» **Instructions to follow**: Can you rescale the records below by copying every line, requests included, with each x and y coordinate in the answers multiplied by 1.6 and rounded to the nearest whole number, halves rounding up? Leave the numbers in the requests and their format samples unchanged.

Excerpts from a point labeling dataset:
• • • • •
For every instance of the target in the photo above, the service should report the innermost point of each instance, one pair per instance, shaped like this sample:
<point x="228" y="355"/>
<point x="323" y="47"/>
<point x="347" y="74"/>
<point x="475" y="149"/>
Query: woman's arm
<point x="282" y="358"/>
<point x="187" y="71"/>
• • • • •
» **Response to the task**:
For every instance of the target in the photo above, the service should report the innermost point of each instance, one pair per instance, shaped like this sample:
<point x="228" y="355"/>
<point x="323" y="47"/>
<point x="347" y="74"/>
<point x="475" y="149"/>
Query: woman's arm
<point x="451" y="573"/>
<point x="299" y="114"/>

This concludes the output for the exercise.